| Short exercise |
Reproduce, word for word, the stretch of the post on AI amplification from "If the amplification" through "enough to me.".

| Document text |
Further, whenever an AI needs to explain something to humans, it seems to me that it's important that it has an accurate model of what humans can understand and not understand. Is there any way to do this with purely domain-specific models rather than with a general understanding of what people find confusing? It's not clear to me that this is possible. For example, imagine an AI that needs to explain many different things. Maybe it's tasked with creating learning materials or making the news. With such a broad category of things the AI needs to explain, it's really not clear to me how an AI could do this without a general model of what makes things confusing or not.

Also more generally, it seems to me that whenever the AI is involved with human interaction in novel circumstances, it will need an accurate model of what people like and dislike. For example, consider an AI tasked with coming up with a plan for human workers. Doing so has the potential to involve an extremely wide range of values. For example, humans generally value novelty, autonomy, not feeling embarrassed, not being bored, not being overly pressured, not feeling offended, and not seeing disgusting or ugly things.

Could you have an AI learn to avoid things things with only domain-specific models, rather than a general understanding of what people value and disvalue? I'm not sure how to do this. Maybe you could learn models that work for reflecting people's values in limited circumstances. However, I think an essential component of intelligence is to come up with novel plans involving novel situations. And I don't see how an agent could do this without a general understanding of values. For example, the AI might create entire new industries, and it would be important that any human workers in those industries would have satisfactory conditions.

Now, for the second topic: using amplification without iteration.

First off, I want to note that, even without a general model of humans, it's still not really clear to me that you need any amplification at all. As I've said before, even mere human imitation the potential to result in extremely high intelligence simply by doing the same things humans do, but much faster. As I mentioned previously, consider the human output to be published research papers from top researchers, and the AI is tasked with mimicking it. Then the AI could take the research papers as the human output and use this to create future papers but far far faster.

But suppose you do still need amplification. Then I don't see why one amplification step wouldn't be enough. I think that if you put together a sufficiently large number of intelligent humans and give them unlimited time to think, they'd be able to solve pretty much anything that iterated amplification with HCH would be able to solve. So, instead of having multiple amplification and distillation steps, you could instead just have one very large amplification step that would involve a large enough number of humans models interacting that it could solve pretty much anything.

If the amplification step involve a sufficiently large number of people, you might be concerned that it would be intractable to emulate them all.

I'm not sure if this would be a problem. Consider again the AI designed to mimic the research papers of top researchers. I think that often a small number of top researchers are responsible for a large proportion of research progress, so the AI could potentially just see that output of the top, say, 100 or 1000 researchers working together would be. And the AI would potentially be able to produce the outputs of each researcher with far less computation. That sounds plausibly like enough to me.

| Information shown |
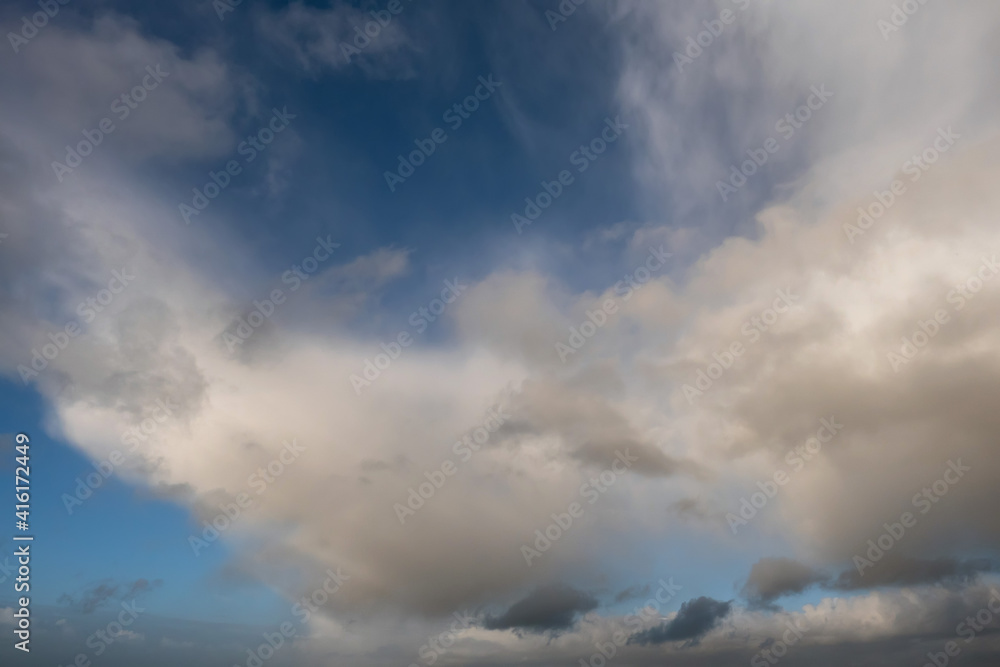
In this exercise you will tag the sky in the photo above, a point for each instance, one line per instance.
(538, 333)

| The output |
If the amplification step involve a sufficiently large number of people, you might be concerned that it would be intractable to emulate them all.

I'm not sure if this would be a problem. Consider again the AI designed to mimic the research papers of top researchers. I think that often a small number of top researchers are responsible for a large proportion of research progress, so the AI could potentially just see that output of the top, say, 100 or 1000 researchers working together would be. And the AI would potentially be able to produce the outputs of each researcher with far less computation. That sounds plausibly like enough to me.